Tugas Anda 1: Periksa apakah pernyataan berikut sesuai dengan kutipan tentang ajaran Islam. Jawab setiap pernyataan dengan ya atau tidak, lalu sertakan kata-kata penentu dari kutipan itu tanpa diubah. (a) Islam dapat dilihat pada perilaku semua penganutnya. (b) Agama Yahudi diberi nama menurut salah satu suku Bani Israil. (c) Keselamatan akhirat adalah masuk surga yang disebut Darussalam.
Tugas Anda 2: Teruskan kutipan tentang ajaran Islam, mulai setelah kalimat terakhirnya.

====== Kutipan Teks ======

Menurut pandangan Al Qur’an, agama Nasrani yang ada sekarang ini adalah penyimpangan dari ajaran Islam yang dibawa Nabi Isa AS, nama agama ini sesuai dengan nama lokasi tempat pertama dikembangkannya. Isinya jauh dari Kitab Injil yang diajarkan Nabi Isa AS. Agama Yahudi pun telah menyimpang dari ajaran Islam yang dibawa Nabi Musa AS. Diberi nama dengan nama salah satu suku Bani Israil, Yahuda. Kitab Suci Taurat telah dicampur aduk dengan pemikiran para pendeta Yahudi dan ajaran Tauhid telah ditinggalkan.
4. Islam adalah Hukum Allah di dalam Alquran dan Sunnah
Jika ingin mengetahui apa yang dimaksud dengan islam hendaknya melihat Kitabullah Al Qur’an dan Sunnah Rasulullah. Keduanya menjadi sumber nilai dan sumber hukum ajaran Islam. Islam tidak dapat dilihat pada perilaku penganut-penganutnya, kecuali pada pribadi Rasulullah Muhammad SAW dan para sahabat beliau. Nabi Muhammad SAW bersifat ma’shum, terpelihara dari kesalahan, dalam mengamalkan Islam. Beliau membangun masyarakat Islam yang terdiri dari para sahabat yang langsung terkontrol perilakunya oleh Allah dan Rasul-Nya. Jadi walaupun para sahabat Nabi tidaklah ma’shumsebagaimana Nabi, tetapi mereka istimewa karena merupakan pribadi yang dididik langsung oleh Rasulullah. Islam adalah akidah dan ibadah, tanah air dan penduduk, rohani dan amal, Al Qur’an dan pedang. Pemahaman seperti ini yang telah dibuktikan dalam hidup Rasulullah, para sahabat dan oengikut mereka yang setia sepanjang zaman.
5. Islam adalah Jalan Allah yang Lurus
Islam merupakan satu-satunya pedoman hidup bagi seorang muslim. Baginya tidak ada agama lain yang benar selain Islam. Karena agama ini meruapakan jalan Allah yang lurus yang diberikan kepada orang-orang yang diberi nikmat oleh Allah.
Dan bahwa ini adalah jalanKu yang lurus, Maka ikutilah Dia, dan janganlah kamu mengikuti jalan-jalan yang lain, Karena jalan-jalan itu mencerai beraikan kamu dari jalannya. yang demikian itu diperintahkan Allah agar kamu bertakwa (QS Al An’am : 153)
Kemudian kami jadikan kamu berada di atas suatu syariat (peraturan) dari urusan (agama itu), Maka ikutilah syariat itu dan janganlah kamu ikuti hawa nafsu orang-orang yang tidak mengetahui(QS Al Jaatsiyah : 18)
6. Islam Pembawa Keselamatan Dunia dan Akhirat
Sebagaimana sifatnya yang bermakna selamat sejahtera, Islam menyelamatkan hidup manusia di dunia dan di akhirat. Keselamatan dunia adalah kebersihan hati dari noda syirik dan kerusakan jiwa. Sedangkan keselamatan akhirat adalah masuk surga yang disebut sebagai Darussalam.

====== Daftar Catatan ======

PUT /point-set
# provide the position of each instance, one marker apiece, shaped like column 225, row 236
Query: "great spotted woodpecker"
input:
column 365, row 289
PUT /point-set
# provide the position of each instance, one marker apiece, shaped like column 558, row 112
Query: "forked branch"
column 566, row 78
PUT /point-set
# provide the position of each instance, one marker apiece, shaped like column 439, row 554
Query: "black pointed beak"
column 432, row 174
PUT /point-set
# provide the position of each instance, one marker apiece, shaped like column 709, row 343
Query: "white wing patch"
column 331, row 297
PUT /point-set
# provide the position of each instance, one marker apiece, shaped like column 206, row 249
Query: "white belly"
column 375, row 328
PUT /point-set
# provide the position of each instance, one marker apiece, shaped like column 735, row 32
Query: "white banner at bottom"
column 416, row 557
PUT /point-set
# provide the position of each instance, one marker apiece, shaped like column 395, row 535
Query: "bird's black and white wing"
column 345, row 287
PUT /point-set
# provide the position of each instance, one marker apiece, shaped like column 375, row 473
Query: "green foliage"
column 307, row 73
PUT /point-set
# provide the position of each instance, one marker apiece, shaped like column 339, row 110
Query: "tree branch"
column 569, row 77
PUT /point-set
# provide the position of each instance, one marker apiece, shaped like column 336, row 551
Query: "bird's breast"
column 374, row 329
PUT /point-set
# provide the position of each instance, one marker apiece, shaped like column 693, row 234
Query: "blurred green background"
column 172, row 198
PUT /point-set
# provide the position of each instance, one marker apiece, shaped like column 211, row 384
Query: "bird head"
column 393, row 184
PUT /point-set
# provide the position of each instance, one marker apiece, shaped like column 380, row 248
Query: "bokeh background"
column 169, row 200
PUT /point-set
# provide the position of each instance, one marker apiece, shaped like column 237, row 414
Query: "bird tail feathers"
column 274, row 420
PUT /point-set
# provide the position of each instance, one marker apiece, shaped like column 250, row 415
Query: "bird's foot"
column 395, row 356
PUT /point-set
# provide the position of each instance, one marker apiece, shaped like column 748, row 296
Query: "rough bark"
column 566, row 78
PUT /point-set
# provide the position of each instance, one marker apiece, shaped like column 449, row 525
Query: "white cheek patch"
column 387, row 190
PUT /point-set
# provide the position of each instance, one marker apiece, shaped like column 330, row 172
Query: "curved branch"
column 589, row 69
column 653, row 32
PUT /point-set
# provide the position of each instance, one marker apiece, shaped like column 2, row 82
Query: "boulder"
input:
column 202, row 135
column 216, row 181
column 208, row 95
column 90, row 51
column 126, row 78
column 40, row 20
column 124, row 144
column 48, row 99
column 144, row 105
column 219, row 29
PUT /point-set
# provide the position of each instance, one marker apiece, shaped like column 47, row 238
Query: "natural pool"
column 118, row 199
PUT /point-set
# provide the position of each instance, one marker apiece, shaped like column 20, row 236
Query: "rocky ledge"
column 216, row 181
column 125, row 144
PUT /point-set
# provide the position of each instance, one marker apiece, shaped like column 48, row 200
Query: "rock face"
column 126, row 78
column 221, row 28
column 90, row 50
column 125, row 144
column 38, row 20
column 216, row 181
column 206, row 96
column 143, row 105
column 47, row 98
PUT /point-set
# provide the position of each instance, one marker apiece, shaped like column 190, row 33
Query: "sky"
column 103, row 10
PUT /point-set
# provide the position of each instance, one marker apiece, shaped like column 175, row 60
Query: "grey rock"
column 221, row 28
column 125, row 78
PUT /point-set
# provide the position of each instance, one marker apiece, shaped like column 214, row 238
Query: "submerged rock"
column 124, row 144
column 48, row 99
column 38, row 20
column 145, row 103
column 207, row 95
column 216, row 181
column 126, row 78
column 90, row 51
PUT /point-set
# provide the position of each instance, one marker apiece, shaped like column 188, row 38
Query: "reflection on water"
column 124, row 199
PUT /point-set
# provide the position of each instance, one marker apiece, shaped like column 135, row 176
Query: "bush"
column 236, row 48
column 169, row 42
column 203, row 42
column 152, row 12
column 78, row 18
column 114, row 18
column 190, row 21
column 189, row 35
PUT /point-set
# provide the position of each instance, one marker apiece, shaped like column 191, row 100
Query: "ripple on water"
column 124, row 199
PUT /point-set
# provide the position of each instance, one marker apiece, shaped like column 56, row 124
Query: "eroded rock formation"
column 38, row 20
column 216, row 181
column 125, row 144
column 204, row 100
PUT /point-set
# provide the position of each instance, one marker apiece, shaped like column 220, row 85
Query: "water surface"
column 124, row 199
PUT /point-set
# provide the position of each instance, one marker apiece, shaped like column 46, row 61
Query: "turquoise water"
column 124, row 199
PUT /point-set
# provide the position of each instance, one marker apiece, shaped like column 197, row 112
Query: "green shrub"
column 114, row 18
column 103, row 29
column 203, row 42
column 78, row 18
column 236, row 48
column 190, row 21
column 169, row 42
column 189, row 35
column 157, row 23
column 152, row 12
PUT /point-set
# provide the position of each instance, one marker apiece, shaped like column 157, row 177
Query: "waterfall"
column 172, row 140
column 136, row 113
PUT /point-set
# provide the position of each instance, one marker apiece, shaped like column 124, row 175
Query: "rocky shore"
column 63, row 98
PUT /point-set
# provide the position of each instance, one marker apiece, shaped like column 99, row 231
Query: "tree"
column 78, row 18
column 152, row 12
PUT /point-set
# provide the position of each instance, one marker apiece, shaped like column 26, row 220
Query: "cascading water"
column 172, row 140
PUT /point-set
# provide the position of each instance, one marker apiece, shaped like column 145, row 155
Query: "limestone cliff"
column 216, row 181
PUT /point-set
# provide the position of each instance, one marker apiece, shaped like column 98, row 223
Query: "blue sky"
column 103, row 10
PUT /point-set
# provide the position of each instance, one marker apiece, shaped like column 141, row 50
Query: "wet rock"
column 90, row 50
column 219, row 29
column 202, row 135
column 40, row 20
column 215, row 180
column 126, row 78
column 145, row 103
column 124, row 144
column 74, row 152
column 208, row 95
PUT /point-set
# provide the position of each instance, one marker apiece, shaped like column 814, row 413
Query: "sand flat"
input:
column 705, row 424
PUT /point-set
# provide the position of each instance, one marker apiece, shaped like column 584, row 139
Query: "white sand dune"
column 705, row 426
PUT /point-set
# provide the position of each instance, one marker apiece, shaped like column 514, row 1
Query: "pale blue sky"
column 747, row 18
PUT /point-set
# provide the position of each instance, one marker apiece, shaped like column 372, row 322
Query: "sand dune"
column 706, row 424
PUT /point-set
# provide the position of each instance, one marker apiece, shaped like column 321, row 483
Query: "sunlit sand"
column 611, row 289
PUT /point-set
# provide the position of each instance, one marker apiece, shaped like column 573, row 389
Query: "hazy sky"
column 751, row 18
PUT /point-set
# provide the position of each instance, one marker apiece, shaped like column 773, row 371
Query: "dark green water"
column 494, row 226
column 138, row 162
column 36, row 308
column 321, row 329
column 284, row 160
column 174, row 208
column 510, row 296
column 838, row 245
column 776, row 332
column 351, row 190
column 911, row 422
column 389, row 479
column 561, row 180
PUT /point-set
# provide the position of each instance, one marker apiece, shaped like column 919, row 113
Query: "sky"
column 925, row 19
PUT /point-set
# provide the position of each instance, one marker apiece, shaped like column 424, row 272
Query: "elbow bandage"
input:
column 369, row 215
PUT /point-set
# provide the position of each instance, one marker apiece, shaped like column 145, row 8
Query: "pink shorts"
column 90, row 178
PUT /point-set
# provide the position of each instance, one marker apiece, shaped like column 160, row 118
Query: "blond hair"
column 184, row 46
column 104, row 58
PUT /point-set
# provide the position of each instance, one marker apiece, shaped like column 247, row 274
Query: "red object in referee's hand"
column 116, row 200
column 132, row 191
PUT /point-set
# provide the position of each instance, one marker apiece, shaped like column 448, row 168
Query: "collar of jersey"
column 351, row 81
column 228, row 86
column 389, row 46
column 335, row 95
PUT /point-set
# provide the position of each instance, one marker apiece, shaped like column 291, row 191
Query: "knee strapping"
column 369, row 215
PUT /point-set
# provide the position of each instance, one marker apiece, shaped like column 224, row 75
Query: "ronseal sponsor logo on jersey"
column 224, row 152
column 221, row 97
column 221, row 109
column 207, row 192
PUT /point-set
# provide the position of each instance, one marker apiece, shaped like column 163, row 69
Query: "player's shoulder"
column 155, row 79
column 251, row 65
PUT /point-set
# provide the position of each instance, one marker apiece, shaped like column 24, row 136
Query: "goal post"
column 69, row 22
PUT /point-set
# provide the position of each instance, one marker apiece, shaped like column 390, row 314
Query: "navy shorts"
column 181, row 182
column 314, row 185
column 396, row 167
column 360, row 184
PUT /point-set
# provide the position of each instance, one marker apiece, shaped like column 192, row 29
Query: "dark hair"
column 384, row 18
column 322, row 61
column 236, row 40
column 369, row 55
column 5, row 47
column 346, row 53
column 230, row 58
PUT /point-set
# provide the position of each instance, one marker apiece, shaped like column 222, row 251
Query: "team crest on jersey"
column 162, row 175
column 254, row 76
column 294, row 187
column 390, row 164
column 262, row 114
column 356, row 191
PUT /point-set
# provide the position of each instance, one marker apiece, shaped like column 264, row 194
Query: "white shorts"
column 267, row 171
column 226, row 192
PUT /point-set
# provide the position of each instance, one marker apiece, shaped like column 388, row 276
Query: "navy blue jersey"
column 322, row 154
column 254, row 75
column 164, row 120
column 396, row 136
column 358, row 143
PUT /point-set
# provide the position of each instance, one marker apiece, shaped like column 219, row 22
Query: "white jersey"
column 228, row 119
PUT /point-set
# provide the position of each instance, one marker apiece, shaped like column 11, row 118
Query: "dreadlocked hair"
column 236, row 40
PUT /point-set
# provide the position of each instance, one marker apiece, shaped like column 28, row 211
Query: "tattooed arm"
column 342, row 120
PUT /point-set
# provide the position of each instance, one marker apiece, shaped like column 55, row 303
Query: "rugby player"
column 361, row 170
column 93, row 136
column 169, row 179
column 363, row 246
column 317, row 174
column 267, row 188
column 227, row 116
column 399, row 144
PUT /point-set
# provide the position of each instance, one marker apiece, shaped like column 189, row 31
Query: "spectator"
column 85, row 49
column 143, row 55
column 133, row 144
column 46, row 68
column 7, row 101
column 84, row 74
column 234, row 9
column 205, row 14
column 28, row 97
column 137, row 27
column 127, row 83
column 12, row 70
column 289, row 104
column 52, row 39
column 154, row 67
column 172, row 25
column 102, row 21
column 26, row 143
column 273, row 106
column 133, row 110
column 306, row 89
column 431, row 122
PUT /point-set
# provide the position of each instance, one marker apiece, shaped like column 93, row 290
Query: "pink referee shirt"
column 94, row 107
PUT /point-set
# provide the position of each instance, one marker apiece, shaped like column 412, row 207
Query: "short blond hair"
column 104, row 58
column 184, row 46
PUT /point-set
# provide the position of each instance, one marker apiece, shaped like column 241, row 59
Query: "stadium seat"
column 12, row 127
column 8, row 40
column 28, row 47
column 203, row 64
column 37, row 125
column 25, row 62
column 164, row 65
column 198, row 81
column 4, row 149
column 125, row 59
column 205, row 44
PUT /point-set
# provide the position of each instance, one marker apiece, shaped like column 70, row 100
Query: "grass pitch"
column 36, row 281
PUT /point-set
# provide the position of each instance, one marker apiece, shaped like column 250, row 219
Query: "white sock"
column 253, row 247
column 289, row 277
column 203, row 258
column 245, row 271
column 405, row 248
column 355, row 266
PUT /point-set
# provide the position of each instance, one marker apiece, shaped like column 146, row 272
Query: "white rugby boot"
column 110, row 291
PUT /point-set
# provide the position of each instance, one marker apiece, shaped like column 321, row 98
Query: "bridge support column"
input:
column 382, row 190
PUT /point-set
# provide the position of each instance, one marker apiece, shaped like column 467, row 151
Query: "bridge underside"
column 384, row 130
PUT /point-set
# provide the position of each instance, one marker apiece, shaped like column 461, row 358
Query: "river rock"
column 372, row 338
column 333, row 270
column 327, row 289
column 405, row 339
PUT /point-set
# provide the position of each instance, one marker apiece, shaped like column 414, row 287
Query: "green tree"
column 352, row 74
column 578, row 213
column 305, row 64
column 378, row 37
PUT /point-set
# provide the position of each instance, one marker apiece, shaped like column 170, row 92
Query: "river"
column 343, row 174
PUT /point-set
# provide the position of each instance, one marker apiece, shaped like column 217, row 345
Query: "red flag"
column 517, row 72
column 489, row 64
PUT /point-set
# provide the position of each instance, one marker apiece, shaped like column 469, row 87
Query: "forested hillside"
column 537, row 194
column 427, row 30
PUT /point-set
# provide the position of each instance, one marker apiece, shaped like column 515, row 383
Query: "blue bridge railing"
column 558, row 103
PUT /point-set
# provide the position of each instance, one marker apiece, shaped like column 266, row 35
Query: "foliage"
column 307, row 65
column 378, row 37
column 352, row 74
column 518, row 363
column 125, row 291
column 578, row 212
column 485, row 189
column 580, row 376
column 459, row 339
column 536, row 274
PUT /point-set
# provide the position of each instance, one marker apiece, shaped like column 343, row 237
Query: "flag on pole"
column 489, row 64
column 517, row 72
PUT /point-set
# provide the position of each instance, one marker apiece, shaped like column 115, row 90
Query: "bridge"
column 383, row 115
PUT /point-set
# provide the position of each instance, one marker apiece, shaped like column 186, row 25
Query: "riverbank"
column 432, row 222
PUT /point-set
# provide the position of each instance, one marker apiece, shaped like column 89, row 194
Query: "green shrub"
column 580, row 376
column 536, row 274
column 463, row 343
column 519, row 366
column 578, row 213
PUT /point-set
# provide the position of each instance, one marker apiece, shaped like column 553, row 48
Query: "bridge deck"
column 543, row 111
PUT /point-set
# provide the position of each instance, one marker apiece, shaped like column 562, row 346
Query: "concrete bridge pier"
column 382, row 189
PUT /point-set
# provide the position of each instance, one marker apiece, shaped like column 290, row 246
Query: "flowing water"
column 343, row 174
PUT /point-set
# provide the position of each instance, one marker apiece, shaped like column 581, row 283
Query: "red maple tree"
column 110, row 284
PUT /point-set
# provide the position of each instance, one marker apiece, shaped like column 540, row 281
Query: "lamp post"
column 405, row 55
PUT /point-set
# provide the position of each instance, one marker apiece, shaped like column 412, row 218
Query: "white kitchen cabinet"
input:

======

Hasil Akhir 1:
(a) Tidak: "Islam tidak dapat dilihat pada perilaku penganut-penganutnya, kecuali pada pribadi Rasulullah Muhammad SAW dan para sahabat beliau."
(b) Ya: "Diberi nama dengan nama salah satu suku Bani Israil, Yahuda."
(c) Ya: "Sedangkan keselamatan akhirat adalah masuk surga yang disebut sebagai Darussalam."

Hasil Akhir 2:
Allah menyeru manusia ke darussalam (surga), dan menunjuki orang yang dikehendaki-Nya kepada jalan yang lurus (QS Yunus : 25)
Setelah melihat definisi mengenai apakah yang dimaksud dengan Islam, kemudian muncul pertanyaan, apakah Islam menjadi sebuah sistem komprehensif yang mengatur seluruh aspek dalam kehidupan manusia? Di atas telah disebutkan bahwa Islam adalah sebuah Ad-Dien, sebuah aturan hidup untuk manusia yang meliputi seluruh bidang kehidupan baik dalam aspek politik, hukum, sosial, budaya dan sebagainya. Dalam konteks ke-Indonesiaan, membahas seberapa jauh Islam dapat mengatur kehidupan manusia kemudian menjadi penting dikarenakan 85 persen dari 240 juta orang penduduk Indonesia beragama Islam. Sehingga membahas Islam bagi Indonesia sama dengan membahas keberlangsungan hidup mayoritas penduduknya.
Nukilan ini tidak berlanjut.